GIVEN TEXT ->
○ ○ ○ ○ ○

Amazon DynamoDB is a NoSQL database in the cloud suitable for anyone needing a reliable and fully managed NoSQL solution. DynamoDB is designed to provide automated storage scaling and low latency. It is particularly useful when your application must read and store massive amounts of data, and you need speed and reliability. With DynamoDB, you can create database tables that can store and retrieve any amount of data, and serve any level of request traffic. You can scale up or scale down your table's throughput capacity without downtime or performance degradation.
Amazon DynamoDB is based on a platform as a service style architecture, where you determine the throughput or the capacity you require, and the architecture and components are automatically provisioned, installed, and configured for you. You have no need or ability to change the way these architectural components are deployed. Unlike some of the other Amazon Big Data services, which have a container that the service sits within, for example, DB instance within Amazon RDS, Amazon DynamoDB doesn't. The container is effectively the combination of the account and the region you are provisioning the DynamoDB tables within. Within the account, there is a concept of a table. In DynamoDB, data is stored in tables, which are similar in concept to tables in other database management systems. Within a table, there are a concept of an item and attributes, which we will discuss later. Apart from the tables, the only other architectural component we need to be aware of is the partition key.
All of your DynamoDB data is stored on solid-state disks, on SSDs. DynamoDB automatically spreads the data and traffic for your tables over a sufficient number of servers to handle your throughput and storage requirements, while maintaining consistent and fast performance. So, we have no control over the number of servers, instance sizes, or storage IOPS, like we do with other Amazon Big Data services. For DynamoDB, the focus and pricing is based on how many reads and writes you provision, and we will discuss the read-write provision throughput concept in more detail shortly. DynamoDB automatically replicates the data across three availability zones in the Amazon region, similar to Amazon S3, and therefore provides built-in high availability and data durability.

○ ○ ○ ○ ○

Excerpts of labeled region data ->
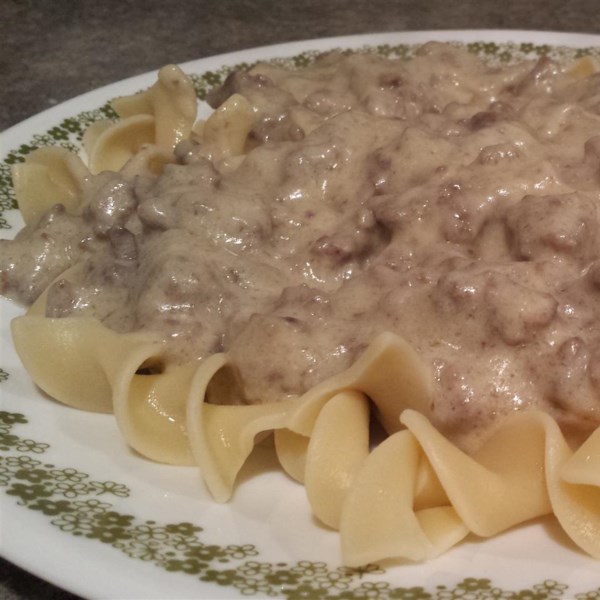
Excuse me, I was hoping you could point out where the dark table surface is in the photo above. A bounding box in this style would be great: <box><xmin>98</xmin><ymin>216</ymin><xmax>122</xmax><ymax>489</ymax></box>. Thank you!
<box><xmin>0</xmin><ymin>0</ymin><xmax>600</xmax><ymax>600</ymax></box>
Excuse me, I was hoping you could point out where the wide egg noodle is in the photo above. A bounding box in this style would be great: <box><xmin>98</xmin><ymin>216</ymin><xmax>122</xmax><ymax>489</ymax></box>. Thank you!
<box><xmin>83</xmin><ymin>65</ymin><xmax>197</xmax><ymax>173</ymax></box>
<box><xmin>11</xmin><ymin>315</ymin><xmax>197</xmax><ymax>465</ymax></box>
<box><xmin>5</xmin><ymin>59</ymin><xmax>600</xmax><ymax>566</ymax></box>
<box><xmin>340</xmin><ymin>431</ymin><xmax>469</xmax><ymax>566</ymax></box>
<box><xmin>546</xmin><ymin>420</ymin><xmax>600</xmax><ymax>559</ymax></box>
<box><xmin>304</xmin><ymin>391</ymin><xmax>370</xmax><ymax>529</ymax></box>
<box><xmin>11</xmin><ymin>147</ymin><xmax>89</xmax><ymax>225</ymax></box>
<box><xmin>187</xmin><ymin>333</ymin><xmax>431</xmax><ymax>502</ymax></box>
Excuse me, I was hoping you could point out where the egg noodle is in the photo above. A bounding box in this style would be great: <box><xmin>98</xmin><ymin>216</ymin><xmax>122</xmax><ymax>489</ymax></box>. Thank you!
<box><xmin>0</xmin><ymin>44</ymin><xmax>600</xmax><ymax>566</ymax></box>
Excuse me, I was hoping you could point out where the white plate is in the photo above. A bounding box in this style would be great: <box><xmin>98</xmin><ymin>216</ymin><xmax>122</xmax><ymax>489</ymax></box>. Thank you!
<box><xmin>0</xmin><ymin>31</ymin><xmax>600</xmax><ymax>599</ymax></box>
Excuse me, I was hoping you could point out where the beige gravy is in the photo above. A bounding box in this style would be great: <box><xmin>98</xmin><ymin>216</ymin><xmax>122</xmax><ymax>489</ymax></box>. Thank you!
<box><xmin>0</xmin><ymin>43</ymin><xmax>600</xmax><ymax>444</ymax></box>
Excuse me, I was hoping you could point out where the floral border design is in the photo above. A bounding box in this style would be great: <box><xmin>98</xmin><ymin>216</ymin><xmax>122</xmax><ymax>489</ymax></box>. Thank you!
<box><xmin>0</xmin><ymin>408</ymin><xmax>600</xmax><ymax>600</ymax></box>
<box><xmin>0</xmin><ymin>42</ymin><xmax>600</xmax><ymax>600</ymax></box>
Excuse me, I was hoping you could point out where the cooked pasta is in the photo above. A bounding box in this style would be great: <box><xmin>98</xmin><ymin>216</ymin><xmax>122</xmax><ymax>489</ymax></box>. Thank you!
<box><xmin>0</xmin><ymin>43</ymin><xmax>600</xmax><ymax>566</ymax></box>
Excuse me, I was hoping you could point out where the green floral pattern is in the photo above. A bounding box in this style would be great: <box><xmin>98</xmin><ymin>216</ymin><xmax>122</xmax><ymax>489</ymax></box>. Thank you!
<box><xmin>0</xmin><ymin>42</ymin><xmax>600</xmax><ymax>600</ymax></box>
<box><xmin>0</xmin><ymin>404</ymin><xmax>600</xmax><ymax>600</ymax></box>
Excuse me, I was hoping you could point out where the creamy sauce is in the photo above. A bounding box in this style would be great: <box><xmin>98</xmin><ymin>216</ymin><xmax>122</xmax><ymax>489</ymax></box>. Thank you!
<box><xmin>0</xmin><ymin>43</ymin><xmax>600</xmax><ymax>444</ymax></box>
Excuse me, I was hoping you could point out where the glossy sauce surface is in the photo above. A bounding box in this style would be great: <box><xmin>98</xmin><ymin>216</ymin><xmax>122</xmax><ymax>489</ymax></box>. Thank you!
<box><xmin>0</xmin><ymin>43</ymin><xmax>600</xmax><ymax>445</ymax></box>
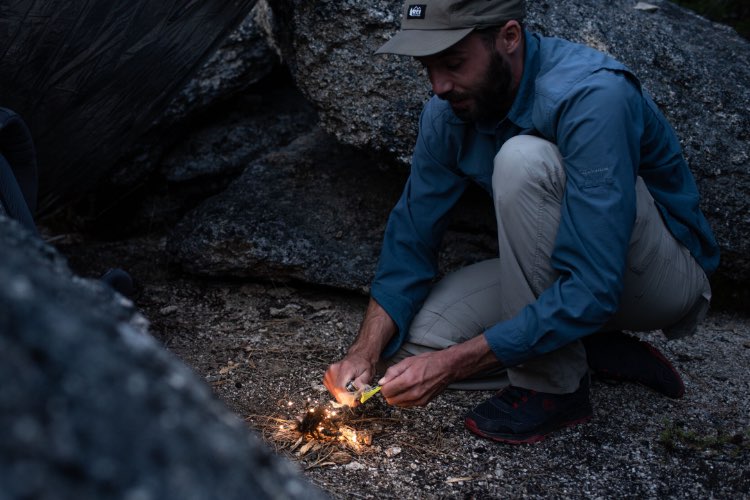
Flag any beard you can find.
[438,51,513,122]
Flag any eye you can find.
[444,59,464,71]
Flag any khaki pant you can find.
[388,136,711,394]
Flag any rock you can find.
[0,0,255,210]
[167,130,404,291]
[159,88,317,183]
[161,0,281,122]
[167,125,497,293]
[0,217,322,499]
[273,0,750,282]
[99,0,284,197]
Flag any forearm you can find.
[347,298,397,364]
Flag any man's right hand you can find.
[323,354,375,406]
[323,299,396,406]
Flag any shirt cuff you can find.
[370,284,415,359]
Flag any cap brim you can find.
[375,28,474,57]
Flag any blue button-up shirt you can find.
[371,32,719,366]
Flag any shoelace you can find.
[498,386,536,408]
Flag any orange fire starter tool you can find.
[346,382,380,403]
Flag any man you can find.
[324,0,719,443]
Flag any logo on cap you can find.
[406,3,427,19]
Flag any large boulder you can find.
[167,129,497,293]
[0,216,322,500]
[272,0,750,281]
[103,0,281,195]
[0,0,255,208]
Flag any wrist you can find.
[440,334,502,380]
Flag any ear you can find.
[495,20,523,54]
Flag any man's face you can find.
[418,33,513,122]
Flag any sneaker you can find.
[583,331,685,398]
[465,374,593,444]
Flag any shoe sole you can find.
[594,340,685,399]
[464,415,592,444]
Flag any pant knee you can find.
[492,135,565,203]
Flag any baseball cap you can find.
[375,0,524,57]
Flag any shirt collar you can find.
[476,30,539,134]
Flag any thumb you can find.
[378,360,408,385]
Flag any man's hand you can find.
[378,335,501,406]
[323,354,375,406]
[378,351,455,406]
[323,299,396,406]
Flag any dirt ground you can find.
[53,228,750,498]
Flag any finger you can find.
[378,358,410,386]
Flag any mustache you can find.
[437,90,471,102]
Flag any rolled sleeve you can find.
[371,104,468,357]
[485,71,643,366]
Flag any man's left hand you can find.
[378,351,455,406]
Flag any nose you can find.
[430,71,453,96]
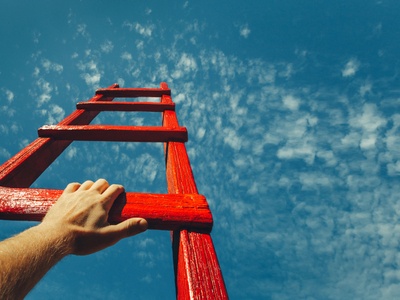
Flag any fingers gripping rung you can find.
[0,187,213,232]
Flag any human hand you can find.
[41,179,147,255]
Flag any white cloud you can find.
[42,59,64,74]
[121,51,132,60]
[100,40,114,53]
[123,21,155,37]
[342,59,360,77]
[282,95,300,111]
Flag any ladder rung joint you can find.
[38,125,188,142]
[0,187,213,232]
[96,88,171,98]
[76,101,175,112]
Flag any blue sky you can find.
[0,0,400,299]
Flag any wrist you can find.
[31,223,73,260]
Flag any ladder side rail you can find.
[0,187,212,232]
[0,84,118,187]
[161,83,229,299]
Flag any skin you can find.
[0,179,147,299]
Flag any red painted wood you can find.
[96,88,171,98]
[0,85,118,187]
[76,101,175,112]
[0,187,213,232]
[161,83,228,299]
[38,125,188,142]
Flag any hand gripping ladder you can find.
[0,82,228,299]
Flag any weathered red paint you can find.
[0,84,118,187]
[0,187,213,232]
[38,125,188,142]
[161,83,228,299]
[76,101,175,112]
[0,83,228,299]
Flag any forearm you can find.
[0,224,69,299]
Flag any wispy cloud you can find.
[342,58,360,77]
[239,24,251,39]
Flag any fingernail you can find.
[139,219,149,231]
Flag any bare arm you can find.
[0,179,147,299]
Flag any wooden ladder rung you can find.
[0,187,213,232]
[76,101,175,112]
[96,88,171,98]
[38,125,188,142]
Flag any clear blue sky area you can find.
[0,0,400,300]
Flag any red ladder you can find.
[0,82,228,299]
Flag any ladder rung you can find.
[0,187,213,232]
[96,88,171,98]
[76,101,175,112]
[38,125,188,142]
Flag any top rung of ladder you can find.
[96,88,171,98]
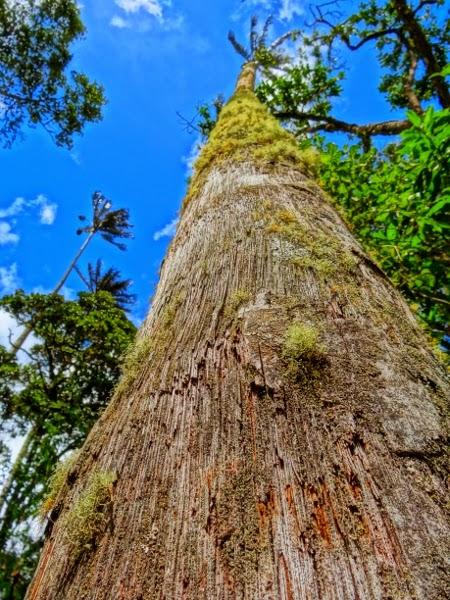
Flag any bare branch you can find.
[274,110,411,138]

○ ○ ○ ○ ○

PROBLEMS AND TASKS ->
- A) Copy word for word the part of the DynamoDB text that opens with the words "Amazon DynamoDB is a" and closes with "or performance degradation.".
- B) Recast the part of the entries that opens with the line containing "Flag any nose you can find." and closes with the line containing "[282,95,300,111]" as a JSON list of strings, one string per line, with blank lines dropped. Leave out the pictures.

EXERCISE RESPONSES ->
- A)
Amazon DynamoDB is a NoSQL database in the cloud suitable for anyone needing a reliable and fully managed NoSQL solution. DynamoDB is designed to provide automated storage scaling and low latency. It is particularly useful when your application must read and store massive amounts of data, and you need speed and reliability. With DynamoDB, you can create database tables that can store and retrieve any amount of data, and serve any level of request traffic. You can scale up or scale down your table's throughput capacity without downtime or performance degradation.

- B)
[
  "Flag any nose you can find.",
  "[430,71,453,96]",
  "Flag any fingers gripping rung you can find.",
  "[0,187,213,232]",
  "Flag any human hand you can find.",
  "[41,179,147,255]",
  "Flag any white cloud you can find.",
  "[42,59,64,74]",
  "[121,51,132,60]",
  "[100,40,114,53]",
  "[123,21,155,37]",
  "[342,59,360,77]",
  "[282,95,300,111]"
]